• [WHAT YOU NEED TO DO]
Copy out exactly the lines from the line containing "I'd appreciate your assistance detecting the cirrus" to the end of the listing.

[Dataset rows]

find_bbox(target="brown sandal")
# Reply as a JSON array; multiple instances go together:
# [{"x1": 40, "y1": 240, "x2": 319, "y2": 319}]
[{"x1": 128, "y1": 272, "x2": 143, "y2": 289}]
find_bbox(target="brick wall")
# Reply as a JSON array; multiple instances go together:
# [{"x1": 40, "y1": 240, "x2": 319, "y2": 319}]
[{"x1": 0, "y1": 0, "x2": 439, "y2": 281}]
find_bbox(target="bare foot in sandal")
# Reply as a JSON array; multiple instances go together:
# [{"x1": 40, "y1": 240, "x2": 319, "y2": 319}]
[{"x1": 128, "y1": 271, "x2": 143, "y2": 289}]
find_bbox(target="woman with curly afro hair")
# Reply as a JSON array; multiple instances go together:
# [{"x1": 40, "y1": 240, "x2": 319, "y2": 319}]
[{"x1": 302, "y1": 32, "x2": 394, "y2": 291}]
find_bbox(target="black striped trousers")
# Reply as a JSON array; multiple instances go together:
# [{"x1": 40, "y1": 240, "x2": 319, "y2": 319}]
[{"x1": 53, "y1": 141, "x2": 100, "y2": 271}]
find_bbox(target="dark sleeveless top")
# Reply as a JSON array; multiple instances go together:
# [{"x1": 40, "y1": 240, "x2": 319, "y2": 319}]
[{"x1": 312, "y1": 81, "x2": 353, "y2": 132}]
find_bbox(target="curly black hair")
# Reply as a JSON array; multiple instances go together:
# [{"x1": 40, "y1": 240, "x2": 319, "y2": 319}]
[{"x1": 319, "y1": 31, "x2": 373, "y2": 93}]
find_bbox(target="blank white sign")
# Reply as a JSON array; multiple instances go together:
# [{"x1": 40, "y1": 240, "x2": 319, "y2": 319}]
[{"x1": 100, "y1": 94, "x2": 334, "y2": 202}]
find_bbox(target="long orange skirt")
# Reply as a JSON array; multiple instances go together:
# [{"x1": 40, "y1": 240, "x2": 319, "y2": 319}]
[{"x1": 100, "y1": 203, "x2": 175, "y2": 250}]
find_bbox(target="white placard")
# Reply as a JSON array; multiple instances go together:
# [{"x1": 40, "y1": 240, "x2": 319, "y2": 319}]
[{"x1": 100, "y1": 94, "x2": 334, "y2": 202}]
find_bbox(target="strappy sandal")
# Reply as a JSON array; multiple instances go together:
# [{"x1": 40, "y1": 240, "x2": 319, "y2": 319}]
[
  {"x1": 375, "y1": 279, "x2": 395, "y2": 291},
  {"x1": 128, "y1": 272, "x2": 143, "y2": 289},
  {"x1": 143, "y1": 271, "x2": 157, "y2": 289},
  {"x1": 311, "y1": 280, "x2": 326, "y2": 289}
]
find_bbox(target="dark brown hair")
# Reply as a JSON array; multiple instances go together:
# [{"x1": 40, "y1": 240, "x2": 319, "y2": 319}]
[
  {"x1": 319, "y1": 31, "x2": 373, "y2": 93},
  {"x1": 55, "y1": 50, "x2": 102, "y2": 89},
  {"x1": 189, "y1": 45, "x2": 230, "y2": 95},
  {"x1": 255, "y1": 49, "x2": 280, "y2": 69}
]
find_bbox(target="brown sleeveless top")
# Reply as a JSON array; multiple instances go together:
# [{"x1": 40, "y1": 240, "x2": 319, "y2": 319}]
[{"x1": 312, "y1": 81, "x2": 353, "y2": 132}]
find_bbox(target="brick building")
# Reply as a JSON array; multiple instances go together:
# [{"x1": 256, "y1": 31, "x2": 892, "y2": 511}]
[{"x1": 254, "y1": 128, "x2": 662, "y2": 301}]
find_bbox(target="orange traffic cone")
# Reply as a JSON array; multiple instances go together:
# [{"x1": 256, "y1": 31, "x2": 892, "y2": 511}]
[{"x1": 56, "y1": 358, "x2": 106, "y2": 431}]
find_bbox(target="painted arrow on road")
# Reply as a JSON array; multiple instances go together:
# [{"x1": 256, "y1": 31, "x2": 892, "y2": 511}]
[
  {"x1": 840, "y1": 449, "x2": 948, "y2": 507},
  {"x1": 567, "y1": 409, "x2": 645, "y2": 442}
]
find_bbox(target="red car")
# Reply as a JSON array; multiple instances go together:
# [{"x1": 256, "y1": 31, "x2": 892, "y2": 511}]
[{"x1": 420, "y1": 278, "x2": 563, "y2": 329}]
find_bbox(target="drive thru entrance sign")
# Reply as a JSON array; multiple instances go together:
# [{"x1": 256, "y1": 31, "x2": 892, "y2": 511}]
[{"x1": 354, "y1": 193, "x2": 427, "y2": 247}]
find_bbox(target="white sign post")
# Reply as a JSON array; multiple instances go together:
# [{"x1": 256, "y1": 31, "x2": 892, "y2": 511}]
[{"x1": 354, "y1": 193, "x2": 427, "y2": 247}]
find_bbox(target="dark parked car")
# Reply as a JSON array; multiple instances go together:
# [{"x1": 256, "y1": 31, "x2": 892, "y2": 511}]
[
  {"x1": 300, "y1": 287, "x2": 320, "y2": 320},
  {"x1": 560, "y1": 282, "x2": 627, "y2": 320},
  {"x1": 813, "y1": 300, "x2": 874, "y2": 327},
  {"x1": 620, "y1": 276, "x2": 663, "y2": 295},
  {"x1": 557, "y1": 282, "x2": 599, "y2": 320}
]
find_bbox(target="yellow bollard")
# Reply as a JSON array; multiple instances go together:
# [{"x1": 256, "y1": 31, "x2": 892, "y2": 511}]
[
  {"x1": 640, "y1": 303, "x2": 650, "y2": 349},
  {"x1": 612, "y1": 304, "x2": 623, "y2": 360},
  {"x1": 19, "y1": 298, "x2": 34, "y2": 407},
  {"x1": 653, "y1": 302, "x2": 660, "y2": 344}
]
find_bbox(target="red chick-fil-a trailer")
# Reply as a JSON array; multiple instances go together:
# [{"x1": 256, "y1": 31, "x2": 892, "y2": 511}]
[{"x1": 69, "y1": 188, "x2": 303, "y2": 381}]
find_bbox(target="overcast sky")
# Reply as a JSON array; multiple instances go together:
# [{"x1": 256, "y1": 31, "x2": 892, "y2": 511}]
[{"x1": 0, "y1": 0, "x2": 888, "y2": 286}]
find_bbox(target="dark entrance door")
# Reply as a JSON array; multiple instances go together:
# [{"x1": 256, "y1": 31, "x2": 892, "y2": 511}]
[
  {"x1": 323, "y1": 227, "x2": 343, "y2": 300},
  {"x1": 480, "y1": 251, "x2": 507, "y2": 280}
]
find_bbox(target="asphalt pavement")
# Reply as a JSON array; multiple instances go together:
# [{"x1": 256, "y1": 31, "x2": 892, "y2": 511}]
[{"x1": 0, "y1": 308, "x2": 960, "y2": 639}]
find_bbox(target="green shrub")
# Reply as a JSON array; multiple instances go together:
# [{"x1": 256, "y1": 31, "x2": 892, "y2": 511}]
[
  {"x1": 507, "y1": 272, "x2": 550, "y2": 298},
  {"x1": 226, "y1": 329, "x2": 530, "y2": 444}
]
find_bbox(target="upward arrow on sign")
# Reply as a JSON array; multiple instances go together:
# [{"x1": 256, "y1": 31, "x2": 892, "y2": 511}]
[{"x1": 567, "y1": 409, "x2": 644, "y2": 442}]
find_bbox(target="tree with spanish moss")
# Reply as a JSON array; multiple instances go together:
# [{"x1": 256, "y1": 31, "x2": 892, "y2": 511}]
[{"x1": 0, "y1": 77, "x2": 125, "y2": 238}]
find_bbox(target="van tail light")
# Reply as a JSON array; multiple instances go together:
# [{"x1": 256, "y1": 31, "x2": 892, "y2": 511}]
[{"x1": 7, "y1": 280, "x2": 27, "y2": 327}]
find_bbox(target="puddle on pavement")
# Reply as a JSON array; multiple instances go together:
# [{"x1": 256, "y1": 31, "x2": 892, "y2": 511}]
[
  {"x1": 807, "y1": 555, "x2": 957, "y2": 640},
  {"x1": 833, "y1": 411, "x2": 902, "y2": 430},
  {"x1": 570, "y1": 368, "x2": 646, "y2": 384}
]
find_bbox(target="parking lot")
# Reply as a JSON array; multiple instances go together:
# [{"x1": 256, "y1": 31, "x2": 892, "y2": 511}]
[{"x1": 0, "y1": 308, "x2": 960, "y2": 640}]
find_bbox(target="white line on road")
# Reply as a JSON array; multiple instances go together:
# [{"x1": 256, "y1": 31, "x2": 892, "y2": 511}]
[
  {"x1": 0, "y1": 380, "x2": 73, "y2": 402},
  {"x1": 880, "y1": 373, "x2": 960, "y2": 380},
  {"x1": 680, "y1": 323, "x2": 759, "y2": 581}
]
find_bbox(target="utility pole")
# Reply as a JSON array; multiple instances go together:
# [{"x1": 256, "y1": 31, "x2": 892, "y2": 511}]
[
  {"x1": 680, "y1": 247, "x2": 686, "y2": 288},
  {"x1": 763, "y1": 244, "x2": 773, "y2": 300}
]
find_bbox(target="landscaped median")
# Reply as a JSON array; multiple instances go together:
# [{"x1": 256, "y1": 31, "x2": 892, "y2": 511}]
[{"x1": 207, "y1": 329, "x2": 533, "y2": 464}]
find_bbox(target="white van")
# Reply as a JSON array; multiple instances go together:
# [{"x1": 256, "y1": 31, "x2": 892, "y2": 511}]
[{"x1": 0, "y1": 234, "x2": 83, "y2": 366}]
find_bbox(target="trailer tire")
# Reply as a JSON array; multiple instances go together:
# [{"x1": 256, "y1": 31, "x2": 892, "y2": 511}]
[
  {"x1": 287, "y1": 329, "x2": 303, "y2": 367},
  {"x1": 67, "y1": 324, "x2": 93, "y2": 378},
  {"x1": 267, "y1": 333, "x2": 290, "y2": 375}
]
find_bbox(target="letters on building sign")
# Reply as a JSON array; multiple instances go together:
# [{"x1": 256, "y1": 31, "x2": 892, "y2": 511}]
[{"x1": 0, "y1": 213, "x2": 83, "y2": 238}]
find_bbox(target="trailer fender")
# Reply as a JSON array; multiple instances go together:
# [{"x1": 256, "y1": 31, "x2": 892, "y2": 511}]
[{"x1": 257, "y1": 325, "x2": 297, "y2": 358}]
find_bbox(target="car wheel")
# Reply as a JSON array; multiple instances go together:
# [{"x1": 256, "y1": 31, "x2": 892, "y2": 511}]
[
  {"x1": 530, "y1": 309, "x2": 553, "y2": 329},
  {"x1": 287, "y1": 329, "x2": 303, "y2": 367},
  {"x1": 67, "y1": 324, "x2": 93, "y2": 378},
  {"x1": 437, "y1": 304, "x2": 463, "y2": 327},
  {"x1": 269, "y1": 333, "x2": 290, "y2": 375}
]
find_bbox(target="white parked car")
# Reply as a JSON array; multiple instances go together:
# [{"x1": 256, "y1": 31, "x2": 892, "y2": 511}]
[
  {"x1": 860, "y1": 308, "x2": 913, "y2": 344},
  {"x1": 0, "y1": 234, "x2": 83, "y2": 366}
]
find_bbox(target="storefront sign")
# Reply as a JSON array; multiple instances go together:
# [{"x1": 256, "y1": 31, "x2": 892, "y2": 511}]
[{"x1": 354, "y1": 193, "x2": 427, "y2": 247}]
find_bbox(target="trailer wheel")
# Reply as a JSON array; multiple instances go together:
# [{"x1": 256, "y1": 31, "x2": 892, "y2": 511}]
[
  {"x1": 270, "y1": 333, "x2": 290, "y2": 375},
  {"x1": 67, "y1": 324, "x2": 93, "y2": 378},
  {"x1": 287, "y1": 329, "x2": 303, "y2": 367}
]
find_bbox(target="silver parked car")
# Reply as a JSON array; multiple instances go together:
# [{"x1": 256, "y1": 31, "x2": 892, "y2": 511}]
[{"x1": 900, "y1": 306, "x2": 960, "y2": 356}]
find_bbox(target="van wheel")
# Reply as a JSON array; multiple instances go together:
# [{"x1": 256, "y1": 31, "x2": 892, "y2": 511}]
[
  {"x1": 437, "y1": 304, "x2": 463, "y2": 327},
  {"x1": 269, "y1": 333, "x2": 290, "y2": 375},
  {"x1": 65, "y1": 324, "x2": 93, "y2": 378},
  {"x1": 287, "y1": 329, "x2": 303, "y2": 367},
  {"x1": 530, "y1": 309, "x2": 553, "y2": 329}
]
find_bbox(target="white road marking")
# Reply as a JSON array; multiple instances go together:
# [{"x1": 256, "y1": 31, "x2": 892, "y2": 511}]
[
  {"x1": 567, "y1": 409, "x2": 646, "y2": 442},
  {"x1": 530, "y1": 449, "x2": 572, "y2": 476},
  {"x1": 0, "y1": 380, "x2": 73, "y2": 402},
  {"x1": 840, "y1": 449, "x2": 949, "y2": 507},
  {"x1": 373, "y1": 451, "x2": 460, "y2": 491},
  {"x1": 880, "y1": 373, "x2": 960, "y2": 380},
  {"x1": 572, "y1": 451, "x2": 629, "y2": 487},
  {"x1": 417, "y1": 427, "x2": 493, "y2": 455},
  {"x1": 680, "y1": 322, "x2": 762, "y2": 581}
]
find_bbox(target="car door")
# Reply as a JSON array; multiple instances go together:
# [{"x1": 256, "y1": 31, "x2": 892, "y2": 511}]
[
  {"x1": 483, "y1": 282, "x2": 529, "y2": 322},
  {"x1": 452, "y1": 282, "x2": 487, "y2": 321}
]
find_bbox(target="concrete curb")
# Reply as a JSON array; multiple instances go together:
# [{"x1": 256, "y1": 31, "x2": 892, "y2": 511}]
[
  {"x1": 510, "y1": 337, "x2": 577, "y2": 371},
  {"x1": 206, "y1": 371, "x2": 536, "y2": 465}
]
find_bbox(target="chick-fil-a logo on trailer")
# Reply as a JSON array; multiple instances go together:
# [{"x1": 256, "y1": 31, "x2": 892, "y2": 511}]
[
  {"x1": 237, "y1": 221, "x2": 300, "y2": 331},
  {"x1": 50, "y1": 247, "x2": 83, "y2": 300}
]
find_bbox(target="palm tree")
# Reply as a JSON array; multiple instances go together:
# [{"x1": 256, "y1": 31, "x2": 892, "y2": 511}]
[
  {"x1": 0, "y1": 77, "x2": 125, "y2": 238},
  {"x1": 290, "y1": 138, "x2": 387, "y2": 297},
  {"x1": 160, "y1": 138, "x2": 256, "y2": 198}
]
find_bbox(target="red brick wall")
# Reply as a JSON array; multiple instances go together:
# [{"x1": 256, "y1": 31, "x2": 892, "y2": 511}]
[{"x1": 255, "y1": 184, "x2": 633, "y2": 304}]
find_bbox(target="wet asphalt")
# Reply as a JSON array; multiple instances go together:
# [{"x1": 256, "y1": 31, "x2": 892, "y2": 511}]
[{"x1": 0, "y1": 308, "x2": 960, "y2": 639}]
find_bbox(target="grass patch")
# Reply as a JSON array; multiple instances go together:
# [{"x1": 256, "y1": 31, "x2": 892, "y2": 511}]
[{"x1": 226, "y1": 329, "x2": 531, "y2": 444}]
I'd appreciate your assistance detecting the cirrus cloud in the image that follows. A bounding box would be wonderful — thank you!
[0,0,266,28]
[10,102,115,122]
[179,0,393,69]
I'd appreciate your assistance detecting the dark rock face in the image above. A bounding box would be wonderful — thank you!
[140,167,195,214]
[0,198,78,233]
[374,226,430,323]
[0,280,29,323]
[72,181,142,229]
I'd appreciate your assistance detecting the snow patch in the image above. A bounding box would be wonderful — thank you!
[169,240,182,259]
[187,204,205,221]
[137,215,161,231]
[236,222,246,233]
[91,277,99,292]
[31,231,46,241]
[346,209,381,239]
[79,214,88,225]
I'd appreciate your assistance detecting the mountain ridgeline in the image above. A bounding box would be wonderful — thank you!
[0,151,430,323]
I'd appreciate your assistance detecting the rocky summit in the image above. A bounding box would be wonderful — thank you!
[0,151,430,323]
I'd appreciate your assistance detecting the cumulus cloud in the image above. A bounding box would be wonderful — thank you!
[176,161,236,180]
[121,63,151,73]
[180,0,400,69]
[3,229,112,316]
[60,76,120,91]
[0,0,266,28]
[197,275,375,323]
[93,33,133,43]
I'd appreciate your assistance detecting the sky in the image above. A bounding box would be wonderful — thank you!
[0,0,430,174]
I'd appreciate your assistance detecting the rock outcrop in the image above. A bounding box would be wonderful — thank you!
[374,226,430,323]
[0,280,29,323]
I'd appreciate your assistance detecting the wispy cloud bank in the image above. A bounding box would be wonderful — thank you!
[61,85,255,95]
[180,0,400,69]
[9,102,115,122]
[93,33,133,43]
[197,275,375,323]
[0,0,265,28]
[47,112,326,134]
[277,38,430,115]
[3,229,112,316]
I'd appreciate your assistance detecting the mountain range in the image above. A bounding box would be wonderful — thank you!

• [RESPONSE TO THE TASK]
I'd appreciate your assistance detecting the cirrus cloud in the image that follows. A bounding box would be wonderful — thank you!
[0,0,266,28]
[10,102,115,122]
[179,0,393,69]
I'd appreciate your assistance detecting the dark rock face in the image above. A bounding box would be wonderful — thank you!
[140,167,195,214]
[0,198,78,233]
[374,226,430,323]
[0,280,29,323]
[72,181,142,229]
I'd appreciate your assistance detecting the snow patch in the image above. A bounding box would be wonderful — thank you!
[169,240,182,259]
[187,204,205,221]
[137,215,161,231]
[236,222,246,233]
[91,277,99,292]
[31,231,46,241]
[346,209,381,239]
[79,214,88,225]
I'd appreciate your assistance detecting the mountain ridgeline in the image above. A bounding box would be wonderful — thank you!
[0,151,430,323]
I'd appreciate your assistance detecting the rocky summit in the image above. A bounding box would be wonderful — thank you!
[0,151,430,323]
I'd appreciate your assistance detecting the cumulus cloud in the image above. A bounding box would be wonderful — thank you!
[176,161,236,180]
[121,63,151,73]
[180,0,400,69]
[3,229,112,316]
[60,76,120,91]
[0,0,266,28]
[197,275,375,323]
[93,33,133,43]
I'd appreciate your assistance detecting the sky in the image above. A bounding box would be wonderful — thank you!
[0,0,430,174]
I'd appreciate your assistance detecting the rock outcrop in the image above. A bounding box would be wonderful — thank you!
[374,226,430,323]
[0,280,29,323]
I'd appreciate your assistance detecting the wispy cloud bank in the image above. A bounding box would be wonderful — thank you!
[61,85,255,95]
[180,0,400,69]
[9,102,115,122]
[93,33,133,43]
[197,275,375,323]
[0,0,265,28]
[47,112,326,134]
[277,38,430,115]
[3,229,112,316]
I'd appreciate your assistance detecting the mountain range in the image above. A bounding box would be wonderful — thank you!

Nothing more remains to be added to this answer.